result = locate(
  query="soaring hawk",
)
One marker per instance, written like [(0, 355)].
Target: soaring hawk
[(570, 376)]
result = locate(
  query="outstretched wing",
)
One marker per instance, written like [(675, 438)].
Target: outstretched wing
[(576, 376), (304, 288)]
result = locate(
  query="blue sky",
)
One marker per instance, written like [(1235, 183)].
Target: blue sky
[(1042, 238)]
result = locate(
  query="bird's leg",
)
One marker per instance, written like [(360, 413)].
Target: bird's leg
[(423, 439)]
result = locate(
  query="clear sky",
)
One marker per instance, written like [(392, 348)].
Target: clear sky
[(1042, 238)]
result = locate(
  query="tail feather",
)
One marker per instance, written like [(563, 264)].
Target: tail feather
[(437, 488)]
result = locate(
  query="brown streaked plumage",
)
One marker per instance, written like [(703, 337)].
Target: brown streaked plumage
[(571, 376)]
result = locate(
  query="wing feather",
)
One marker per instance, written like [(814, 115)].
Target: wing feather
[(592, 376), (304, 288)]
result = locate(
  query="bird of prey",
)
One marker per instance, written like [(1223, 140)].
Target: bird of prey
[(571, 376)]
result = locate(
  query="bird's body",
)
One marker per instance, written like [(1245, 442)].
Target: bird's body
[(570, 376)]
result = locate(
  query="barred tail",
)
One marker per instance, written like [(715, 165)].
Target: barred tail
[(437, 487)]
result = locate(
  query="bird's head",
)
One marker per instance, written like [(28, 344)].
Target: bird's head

::::::

Work instruction – The required output is the exact run of lines from the one with "One marker per instance, written like [(1223, 140)]." through the final line of the entries.

Reply –
One marker per instance, written like [(1223, 140)].
Target: bird of prey
[(571, 376)]
result = locate(
  query="bird's body",
)
One marker per instance, written like [(1245, 442)].
Target: bird's body
[(570, 376)]
result = locate(
  query="barred tail",
)
One marker per instance, written like [(715, 165)].
Target: barred tail
[(437, 487)]
result = locate(
  query="bird's head",
)
One marker per instance, written like [(28, 344)].
Target: bird's head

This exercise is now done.